Au regard de la transposition effectuée en droit français, concevant la disposition plutôt comme une règle de fond, la solution adoptée apparaît pleinement justifiée. Toutefois, il résulte de l’arrêt préjudiciel, suivant sur ce point les conclusions de l’avocat général Rantos, que la détermination de la nature de la règle s’effectue au regard du droit de l’Union et non pas du droit national applicable.

Il n’est alors pas certain que toutes les présomptions prévues par la directive « dommages » soient de même nature et que le raisonnement suivi par la Cour de justice à propos de l’article 17, § 2, soit complètement transposable à l’article 13.

Selon l’intitulé même de cette disposition, il s’agit d’un « moyen de défense », de sorte que ce texte, qui, contrairement à l’article 17, § 2, ne se rapporte pas directement à l’une des trois conditions d’engagement de la responsabilité civile, pourrait bien se limiter à un allègement de la charge de la preuve pour le demandeur en réparation et être par conséquent d’ordre procédural (v. déjà en ce sens nos obs. sous Paris, Pôle 5 ch. 4, 5 janvier 2022, RG n° 19/22293 : L’actu-concurrence Hebdo n° 3/2022, 24 janv. 2022).

2) L’application confortée de la solution jurisprudentielle exigeant la preuve de la non-répercussion des surcoûts par la victime

Après avoir écarté les griefs tenant au refus de faire jouer la présomption issue de la directive « dommages », la Cour de cassation examine les critiques relatives à l’application de la solution prétorienne faisant peser sur la victime la charge de la preuve de la non-répercussion des surcoûts.

» **ENTRÉES**:
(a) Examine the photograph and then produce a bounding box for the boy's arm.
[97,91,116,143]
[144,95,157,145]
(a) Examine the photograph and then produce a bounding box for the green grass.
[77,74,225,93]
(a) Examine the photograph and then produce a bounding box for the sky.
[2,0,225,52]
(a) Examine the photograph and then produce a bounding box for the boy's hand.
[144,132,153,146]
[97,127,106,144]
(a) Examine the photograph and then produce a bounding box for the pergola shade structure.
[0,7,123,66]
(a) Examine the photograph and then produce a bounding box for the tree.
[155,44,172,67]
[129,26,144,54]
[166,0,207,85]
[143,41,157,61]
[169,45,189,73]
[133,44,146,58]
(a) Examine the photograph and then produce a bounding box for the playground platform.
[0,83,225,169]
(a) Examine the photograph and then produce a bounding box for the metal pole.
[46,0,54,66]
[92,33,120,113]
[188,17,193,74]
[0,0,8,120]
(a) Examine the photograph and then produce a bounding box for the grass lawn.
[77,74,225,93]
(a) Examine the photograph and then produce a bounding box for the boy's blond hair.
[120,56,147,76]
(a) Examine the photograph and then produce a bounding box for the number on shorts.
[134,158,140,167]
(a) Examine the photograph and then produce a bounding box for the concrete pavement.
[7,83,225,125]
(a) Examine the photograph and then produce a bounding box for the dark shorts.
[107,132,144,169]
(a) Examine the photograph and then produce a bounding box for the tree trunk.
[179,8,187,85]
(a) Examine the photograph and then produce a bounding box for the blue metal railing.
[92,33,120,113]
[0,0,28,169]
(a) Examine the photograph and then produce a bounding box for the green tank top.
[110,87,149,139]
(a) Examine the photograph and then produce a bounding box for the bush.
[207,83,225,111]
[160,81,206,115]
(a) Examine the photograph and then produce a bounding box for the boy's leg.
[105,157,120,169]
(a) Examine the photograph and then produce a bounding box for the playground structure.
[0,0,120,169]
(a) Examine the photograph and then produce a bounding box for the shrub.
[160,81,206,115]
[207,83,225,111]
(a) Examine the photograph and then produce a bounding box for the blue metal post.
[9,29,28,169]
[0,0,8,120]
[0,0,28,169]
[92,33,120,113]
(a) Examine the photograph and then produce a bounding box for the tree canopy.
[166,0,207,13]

» **OBJECTIF**: Réécrivez le passage de l'extrait sur la directive « dommages » en commençant à "Il n’est alors" et en terminant à "à l’article 13.", avec "Cour de justice" remplacé par "Cour de justice de l'Union européenne".

» **RÉPONSE COMPLÈTE**:
Il n’est alors pas certain que toutes les présomptions prévues par la directive « dommages » soient de même nature et que le raisonnement suivi par la Cour de justice de l'Union européenne à propos de l’article 17, § 2, soit complètement transposable à l’article 13.